EXTRACT:
<<<<

The Gothenburg Court of Appeals concluded that Google deleted the requested search results without undue delay under Article 17 GDPR. This was because the original request to be forgotten did not include the URL to the specific part of the thread where the data subject's name was mentioned. The data subject later provided the specific URL, and Google deleted that search result.
Googles practice of informing webmasters
The Gothenburg Court of Appeal upheld the FiS decision that Google's decision to tell webmasters of the removal of search results was in breach had no legal basis in any event and was in breach of Article 5(1)(a) GDPR, Article 5(1)(b) GDPR and Article 6 GDPR. The Gothenburg Court of Appeals found that Google had systematically ignored the Article 29 Working Party's guidelines in this case over an extended period of time. Although the guidelines are guidance, the Gothenburg Court of Appeal pointed out that the Article 29 Working Party's mandate is to ensure that the European Union's data protection rules are applied consistently in all Member States. Therefore, the Gothenburg Court of Appeal also upheld the fine of € 4.8 million (SEK 50 million) imposed by FiS.

>>>>

(Rows from a pointing dataset)
<<<<

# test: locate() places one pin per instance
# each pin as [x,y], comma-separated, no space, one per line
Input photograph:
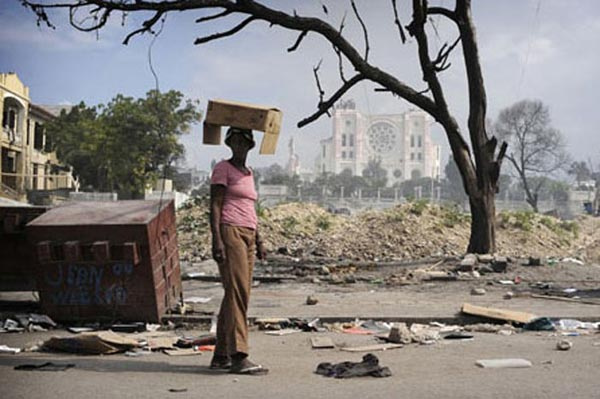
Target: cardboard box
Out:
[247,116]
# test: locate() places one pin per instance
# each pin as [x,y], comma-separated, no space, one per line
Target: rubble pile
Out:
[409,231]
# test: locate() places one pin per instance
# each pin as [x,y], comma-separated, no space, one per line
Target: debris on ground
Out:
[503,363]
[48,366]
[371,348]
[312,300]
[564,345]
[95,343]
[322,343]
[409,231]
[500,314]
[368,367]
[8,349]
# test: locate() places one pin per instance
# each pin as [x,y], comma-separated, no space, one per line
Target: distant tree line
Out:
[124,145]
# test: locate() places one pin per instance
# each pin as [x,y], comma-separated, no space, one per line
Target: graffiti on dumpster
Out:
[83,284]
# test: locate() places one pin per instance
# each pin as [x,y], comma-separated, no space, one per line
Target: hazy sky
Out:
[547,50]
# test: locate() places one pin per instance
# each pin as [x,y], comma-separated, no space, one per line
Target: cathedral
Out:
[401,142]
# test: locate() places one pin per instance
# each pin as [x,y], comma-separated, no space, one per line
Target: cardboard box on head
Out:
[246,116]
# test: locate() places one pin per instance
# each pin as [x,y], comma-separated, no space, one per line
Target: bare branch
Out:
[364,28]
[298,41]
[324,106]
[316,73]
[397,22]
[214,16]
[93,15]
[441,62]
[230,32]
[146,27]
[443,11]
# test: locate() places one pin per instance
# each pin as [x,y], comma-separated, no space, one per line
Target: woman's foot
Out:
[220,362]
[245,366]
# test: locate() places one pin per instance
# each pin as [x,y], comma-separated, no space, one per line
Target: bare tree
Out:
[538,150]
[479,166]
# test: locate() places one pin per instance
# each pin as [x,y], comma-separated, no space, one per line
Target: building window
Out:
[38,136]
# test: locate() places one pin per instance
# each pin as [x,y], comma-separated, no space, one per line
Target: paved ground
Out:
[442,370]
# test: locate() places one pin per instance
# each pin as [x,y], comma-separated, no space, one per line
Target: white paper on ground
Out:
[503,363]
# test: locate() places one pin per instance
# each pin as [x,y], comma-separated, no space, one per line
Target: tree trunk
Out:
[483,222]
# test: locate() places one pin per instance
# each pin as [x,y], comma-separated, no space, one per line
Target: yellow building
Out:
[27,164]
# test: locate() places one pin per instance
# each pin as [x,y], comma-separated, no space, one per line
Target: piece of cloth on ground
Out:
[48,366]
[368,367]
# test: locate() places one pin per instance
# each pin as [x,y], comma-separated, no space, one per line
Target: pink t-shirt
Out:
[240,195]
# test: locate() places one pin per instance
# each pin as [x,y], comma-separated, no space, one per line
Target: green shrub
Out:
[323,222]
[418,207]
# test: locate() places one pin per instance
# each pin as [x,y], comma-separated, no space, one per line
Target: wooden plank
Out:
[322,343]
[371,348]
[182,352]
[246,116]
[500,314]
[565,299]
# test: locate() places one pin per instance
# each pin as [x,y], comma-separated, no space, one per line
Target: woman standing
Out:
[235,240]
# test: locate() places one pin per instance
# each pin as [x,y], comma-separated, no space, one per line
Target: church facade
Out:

>>>>

Rewrite the passage from the text on the Gothenburg Court of Appeal ruling that begins at the words "The Gothenburg Court of Appeals concluded" and stops after "that search result.", putting "the search engine" in place of "Google".

The Gothenburg Court of Appeals concluded that the search engine deleted the requested search results without undue delay under Article 17 GDPR. This was because the original request to be forgotten did not include the URL to the specific part of the thread where the data subject's name was mentioned. The data subject later provided the specific URL, and the search engine deleted that search result.